*Exercise goal:* Can you reproduce every one of the entries below word for word, omitting the pictures?

*Supplied data:*

## START

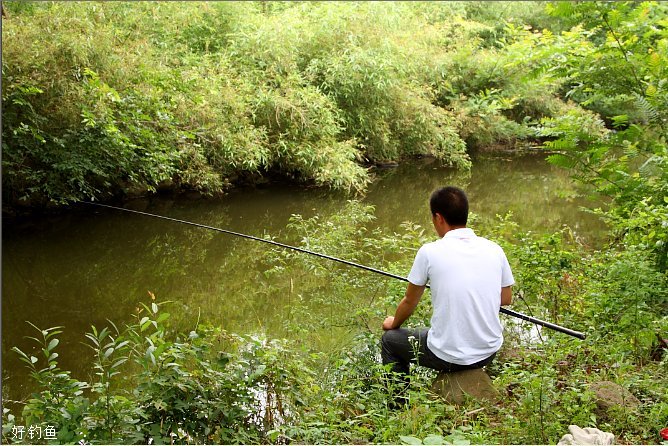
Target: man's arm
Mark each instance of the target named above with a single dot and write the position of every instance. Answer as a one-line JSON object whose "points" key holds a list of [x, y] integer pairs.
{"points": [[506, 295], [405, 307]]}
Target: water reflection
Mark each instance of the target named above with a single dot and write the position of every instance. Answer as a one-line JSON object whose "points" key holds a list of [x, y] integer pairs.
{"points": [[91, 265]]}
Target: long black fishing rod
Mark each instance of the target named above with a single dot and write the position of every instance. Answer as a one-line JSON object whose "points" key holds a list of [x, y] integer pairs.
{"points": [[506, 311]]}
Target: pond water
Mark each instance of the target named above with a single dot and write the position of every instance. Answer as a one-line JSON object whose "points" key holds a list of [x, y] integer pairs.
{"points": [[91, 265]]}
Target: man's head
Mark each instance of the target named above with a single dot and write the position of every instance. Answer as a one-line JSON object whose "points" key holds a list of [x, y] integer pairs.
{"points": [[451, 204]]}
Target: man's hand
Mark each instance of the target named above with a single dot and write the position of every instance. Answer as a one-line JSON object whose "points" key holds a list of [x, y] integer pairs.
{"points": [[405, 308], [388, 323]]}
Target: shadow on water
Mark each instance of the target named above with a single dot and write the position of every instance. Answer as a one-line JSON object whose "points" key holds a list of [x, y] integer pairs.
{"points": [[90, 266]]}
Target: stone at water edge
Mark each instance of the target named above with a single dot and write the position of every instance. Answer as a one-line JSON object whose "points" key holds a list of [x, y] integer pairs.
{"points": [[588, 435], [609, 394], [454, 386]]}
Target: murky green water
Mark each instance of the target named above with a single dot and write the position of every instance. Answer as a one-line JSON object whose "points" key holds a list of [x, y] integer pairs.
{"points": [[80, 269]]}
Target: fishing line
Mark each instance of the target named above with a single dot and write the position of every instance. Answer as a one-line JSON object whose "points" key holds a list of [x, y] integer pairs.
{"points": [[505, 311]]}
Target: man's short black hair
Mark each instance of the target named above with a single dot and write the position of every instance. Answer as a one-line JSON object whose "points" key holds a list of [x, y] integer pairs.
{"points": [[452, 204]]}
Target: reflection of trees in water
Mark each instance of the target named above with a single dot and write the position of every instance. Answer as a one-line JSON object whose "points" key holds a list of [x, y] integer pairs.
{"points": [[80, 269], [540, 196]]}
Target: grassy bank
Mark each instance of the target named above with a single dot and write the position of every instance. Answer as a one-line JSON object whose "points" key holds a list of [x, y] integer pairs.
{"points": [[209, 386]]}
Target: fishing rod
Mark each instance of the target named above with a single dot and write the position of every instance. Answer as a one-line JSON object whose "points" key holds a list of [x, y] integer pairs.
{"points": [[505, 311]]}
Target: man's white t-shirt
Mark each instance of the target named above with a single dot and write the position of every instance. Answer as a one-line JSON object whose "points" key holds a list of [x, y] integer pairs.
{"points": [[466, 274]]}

## END

*Solution:*
Target: man's arm
Mark each instance of the target named above with a single dot and write the position of every instance. Answer as a one-line JSON object whose "points" key holds a list of [x, y] integer pairs.
{"points": [[506, 295], [405, 307]]}
Target: water reflection
Mark each instance of the target named above with a single dot and write the position of every instance. Answer as a one-line JSON object whose "points" key holds a list of [x, y] integer pairs.
{"points": [[91, 265]]}
Target: long black fishing rod
Mark each instance of the target named above with a single dot and write the position of every instance. Answer as a one-line JSON object whose "points" key holds a list of [x, y] integer pairs.
{"points": [[506, 311]]}
Target: pond water
Mark each instance of the target named above with a single dot and write the position of every instance. Answer as a one-line JSON object whose "points" key holds a list of [x, y] integer pairs.
{"points": [[91, 265]]}
Target: man's head
Mark each instance of the target named above with a single dot and write the position of every instance. Answer as a one-line JSON object whose "points" key holds a list of [x, y] integer pairs.
{"points": [[451, 204]]}
Target: man's hand
Mark each instance of the target named above with a single dot and write the position of every instance. Answer as a one-line JSON object whose "points" key holds a list of [x, y] integer pairs.
{"points": [[405, 308], [388, 323]]}
Target: shadow on water
Mark each instance of the target named above with a single dot and write the position of every instance. Answer as a one-line JSON object whose "points" key holds a list of [x, y] integer pairs.
{"points": [[90, 266]]}
Target: stone at water edge
Mark each instance of the target named above with a single dot and write the position of every instance. Answer as a one-line JSON object whose "points" key holds a list of [x, y] integer pairs.
{"points": [[588, 435], [609, 394], [454, 386]]}
Target: murky green water
Mark each instance of the target named above with a single dot and write the position of every instance. Answer as a one-line JSON object whose "points" key holds a list of [x, y] integer pairs.
{"points": [[80, 269]]}
Target: fishing line
Mark each instance of the target named above with a single dot and write the position of every instance. Answer as a one-line JSON object whose "points" key holds a list of [x, y] integer pairs.
{"points": [[505, 311]]}
Target: man's short black hair
Mark each instance of the target named above with a single dot and write the position of every instance. Answer as a one-line JSON object whose "points" key holds a list of [x, y] integer pairs.
{"points": [[452, 204]]}
Target: reflection of trees in water
Mark each instance of the target named above with a single dot and write the position of every instance. Answer as a one-line JSON object whose "points" key holds a list of [x, y] integer pairs.
{"points": [[80, 269], [540, 196]]}
Target: grassy bank
Mark each instance of the target named above with a single dot and write the position of every instance. Answer as a one-line JSON object whose "points" key holds a list of [x, y] integer pairs.
{"points": [[209, 386]]}
Target: fishing rod
Mark each instance of the target named above with a single dot and write the position of every instance. Answer as a one-line JSON object whose "points" key holds a list of [x, y] integer pairs.
{"points": [[505, 311]]}
Target: man's white t-shirt
Mark each instance of the target named above with a single dot and write the position of every instance. Answer as a one-line JSON object whose "points" key holds a list of [x, y] integer pairs.
{"points": [[466, 274]]}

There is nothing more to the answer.